ASSIGNMENT | Run through the records and show each line that includes the string "below".

DATASET EXCERPTS |
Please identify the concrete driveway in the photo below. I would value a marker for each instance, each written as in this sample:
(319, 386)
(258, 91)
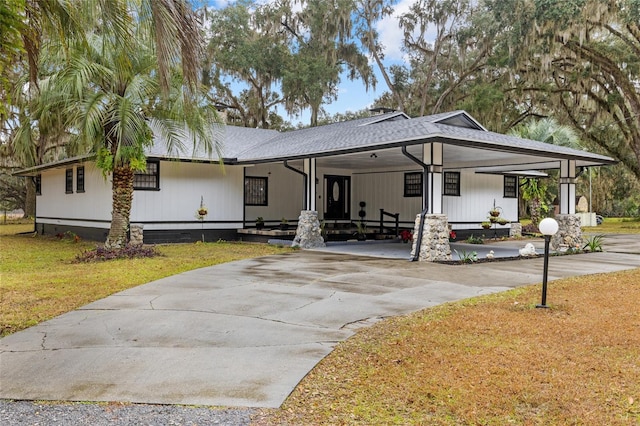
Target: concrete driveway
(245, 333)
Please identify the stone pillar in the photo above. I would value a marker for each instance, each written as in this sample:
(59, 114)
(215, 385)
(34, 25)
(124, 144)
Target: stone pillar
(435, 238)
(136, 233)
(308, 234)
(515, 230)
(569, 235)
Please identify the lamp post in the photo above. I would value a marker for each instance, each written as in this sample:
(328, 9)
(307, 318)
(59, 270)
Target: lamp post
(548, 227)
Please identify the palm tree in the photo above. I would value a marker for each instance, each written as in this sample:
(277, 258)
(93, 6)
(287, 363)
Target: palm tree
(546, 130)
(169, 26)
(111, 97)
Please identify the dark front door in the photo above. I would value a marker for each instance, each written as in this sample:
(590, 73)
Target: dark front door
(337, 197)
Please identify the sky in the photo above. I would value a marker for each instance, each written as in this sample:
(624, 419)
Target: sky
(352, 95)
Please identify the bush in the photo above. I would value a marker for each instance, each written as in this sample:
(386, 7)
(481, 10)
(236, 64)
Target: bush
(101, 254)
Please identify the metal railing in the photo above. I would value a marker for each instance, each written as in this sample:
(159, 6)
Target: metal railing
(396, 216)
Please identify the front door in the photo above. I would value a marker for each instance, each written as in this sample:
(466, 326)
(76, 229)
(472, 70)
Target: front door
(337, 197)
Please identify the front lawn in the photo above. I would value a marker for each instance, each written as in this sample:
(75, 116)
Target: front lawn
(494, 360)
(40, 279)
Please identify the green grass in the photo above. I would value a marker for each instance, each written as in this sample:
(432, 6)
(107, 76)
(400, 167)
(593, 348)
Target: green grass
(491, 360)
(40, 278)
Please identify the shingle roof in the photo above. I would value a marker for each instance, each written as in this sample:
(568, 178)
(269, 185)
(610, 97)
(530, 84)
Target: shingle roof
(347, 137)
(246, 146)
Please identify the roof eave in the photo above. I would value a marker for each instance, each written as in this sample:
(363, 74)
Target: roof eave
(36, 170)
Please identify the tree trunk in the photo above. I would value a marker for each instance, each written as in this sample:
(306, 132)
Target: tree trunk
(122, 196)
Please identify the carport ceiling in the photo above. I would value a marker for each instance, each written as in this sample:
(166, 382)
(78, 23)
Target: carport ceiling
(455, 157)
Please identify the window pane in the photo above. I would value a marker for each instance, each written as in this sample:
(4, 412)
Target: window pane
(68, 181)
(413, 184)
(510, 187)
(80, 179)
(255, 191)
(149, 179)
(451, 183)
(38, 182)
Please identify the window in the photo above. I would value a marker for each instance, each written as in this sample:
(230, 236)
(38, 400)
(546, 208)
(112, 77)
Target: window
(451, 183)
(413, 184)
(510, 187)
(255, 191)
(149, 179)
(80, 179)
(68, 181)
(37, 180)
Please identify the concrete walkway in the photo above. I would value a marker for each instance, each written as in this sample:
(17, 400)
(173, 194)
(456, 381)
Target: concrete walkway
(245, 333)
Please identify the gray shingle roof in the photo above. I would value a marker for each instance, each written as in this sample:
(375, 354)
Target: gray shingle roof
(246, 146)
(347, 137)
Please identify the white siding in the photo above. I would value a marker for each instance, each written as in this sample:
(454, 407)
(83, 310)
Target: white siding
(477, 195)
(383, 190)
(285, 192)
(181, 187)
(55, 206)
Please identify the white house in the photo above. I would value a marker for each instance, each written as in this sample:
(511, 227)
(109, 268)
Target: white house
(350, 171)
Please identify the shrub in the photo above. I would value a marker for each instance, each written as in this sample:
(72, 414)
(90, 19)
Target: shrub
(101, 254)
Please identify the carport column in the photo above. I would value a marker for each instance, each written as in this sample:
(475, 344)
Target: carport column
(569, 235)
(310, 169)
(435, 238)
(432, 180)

--

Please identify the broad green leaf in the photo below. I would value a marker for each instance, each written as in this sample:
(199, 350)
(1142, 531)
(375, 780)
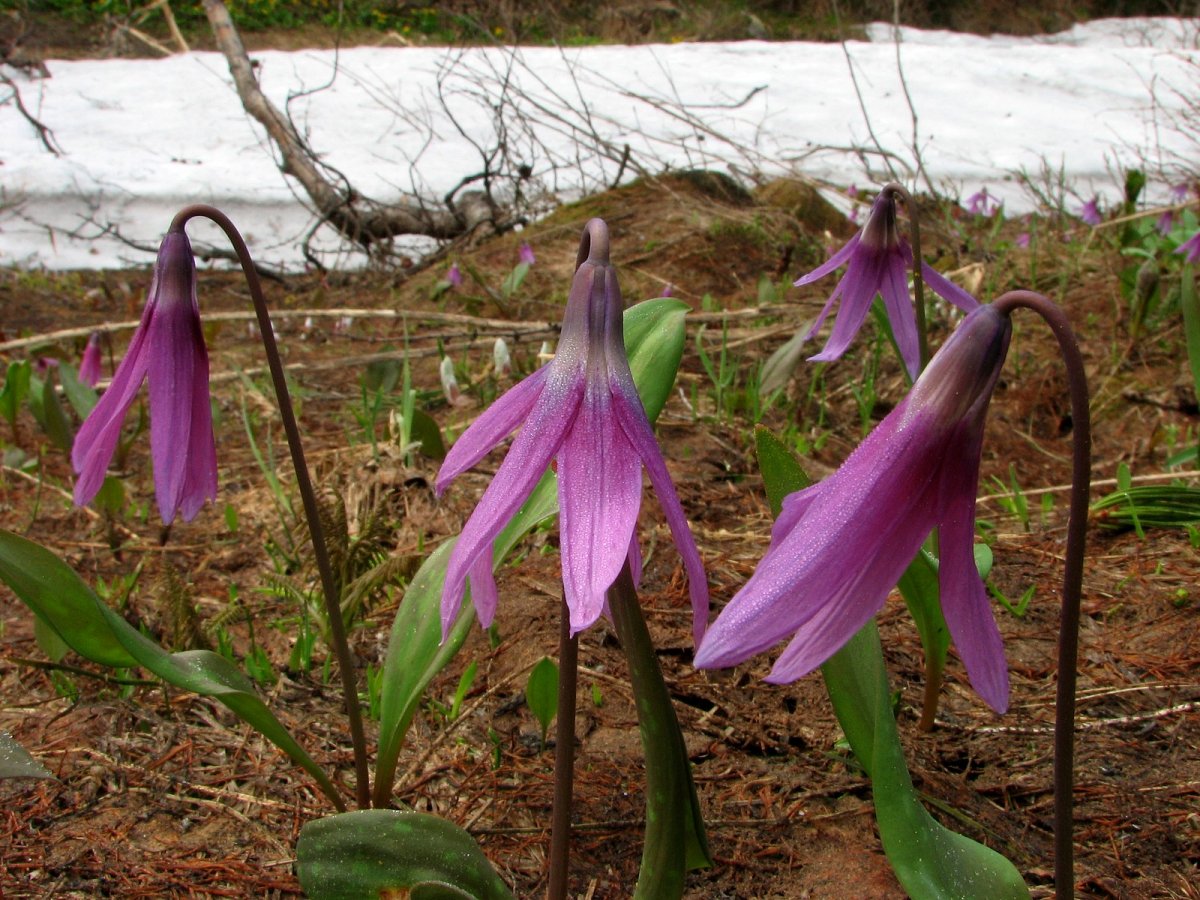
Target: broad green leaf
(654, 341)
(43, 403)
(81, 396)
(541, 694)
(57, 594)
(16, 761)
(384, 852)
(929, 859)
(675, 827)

TASK ANSWER |
Please identify the concrete driveway in the photo below. I would value a marker for each instance, each written as in this sample:
Please identify the broad green leaf in the photo below. I would value a marker for each instance, each written as in this sample:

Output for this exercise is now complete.